Stored items:
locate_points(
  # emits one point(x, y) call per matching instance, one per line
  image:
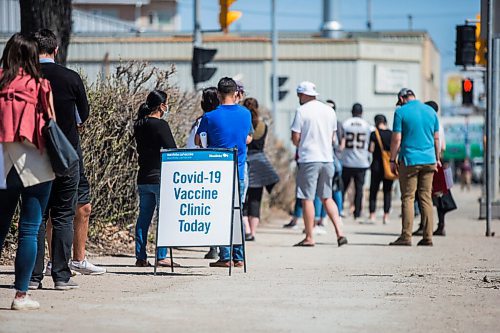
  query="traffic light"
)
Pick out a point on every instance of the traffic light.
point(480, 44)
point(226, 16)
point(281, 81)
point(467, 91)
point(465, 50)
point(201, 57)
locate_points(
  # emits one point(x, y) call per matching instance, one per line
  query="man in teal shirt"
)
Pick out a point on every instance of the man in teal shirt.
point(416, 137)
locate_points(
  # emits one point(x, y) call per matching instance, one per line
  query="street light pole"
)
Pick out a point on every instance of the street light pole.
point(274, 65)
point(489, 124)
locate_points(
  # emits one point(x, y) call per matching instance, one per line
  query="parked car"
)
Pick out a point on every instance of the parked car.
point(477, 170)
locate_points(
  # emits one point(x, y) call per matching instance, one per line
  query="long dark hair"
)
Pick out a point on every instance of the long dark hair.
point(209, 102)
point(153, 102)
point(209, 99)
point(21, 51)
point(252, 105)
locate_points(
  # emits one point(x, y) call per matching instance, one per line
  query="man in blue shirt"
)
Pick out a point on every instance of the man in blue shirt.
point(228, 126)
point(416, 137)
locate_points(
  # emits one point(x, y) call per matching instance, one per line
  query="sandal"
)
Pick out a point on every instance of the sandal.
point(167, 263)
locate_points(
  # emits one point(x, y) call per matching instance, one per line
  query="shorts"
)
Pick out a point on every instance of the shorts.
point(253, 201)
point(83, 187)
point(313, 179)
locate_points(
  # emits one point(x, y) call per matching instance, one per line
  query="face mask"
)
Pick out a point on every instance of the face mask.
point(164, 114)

» INSTRUCTIONS FOR THE TASK:
In the copy, include every entry above exactly and leave out each picture.

» EXERCISE SOLUTION:
locate_points(
  # emits one point(x, y) call per matching instance, one per line
  image:
  query="traffic light"
)
Pick out a point on every instance of the traffic light.
point(480, 44)
point(226, 16)
point(281, 81)
point(467, 91)
point(465, 50)
point(201, 57)
locate_points(
  # emits one point(x, y) call per matching instance, one per line
  query="man in teal shirt"
)
Pick out a point on every instance of the man in teal shirt.
point(416, 137)
locate_points(
  # emits one point(x, y) call per matching instance, one per line
  query="street light pole"
)
Pick out a point on every instance of the street light pole.
point(274, 65)
point(489, 124)
locate_points(
  # emits one point(x, y) call per matching instance, one per line
  query="parked car"
)
Pick out a point on every instance of the parked car.
point(477, 170)
locate_points(
  # emits one point(x, y) call per matching instance, one per line
  query="long dark hair"
)
Pick out a point on every instance of the long dark hair.
point(209, 102)
point(153, 102)
point(209, 99)
point(21, 51)
point(252, 105)
locate_points(
  # emits one point(x, y) call per matching instance, one per line
  query="man in blue shirt"
)
Pick out a point on every instance of the man in blue shirt.
point(228, 126)
point(416, 137)
locate_points(
  # emits one point(x, y) call per matching instance, one per line
  query="sandal"
)
Pick out a point on every instance of the sandal.
point(167, 263)
locate_points(
  # emits one point(x, y) call per matching instance, one per line
  query="shorts"
)
Pick out a point on every instance of the shorts.
point(253, 201)
point(83, 187)
point(313, 179)
locate_points(
  # emits one point(x, y) call per matching instance, one per line
  query="face mask"
)
Pick out a point on every instance of the face mask.
point(164, 114)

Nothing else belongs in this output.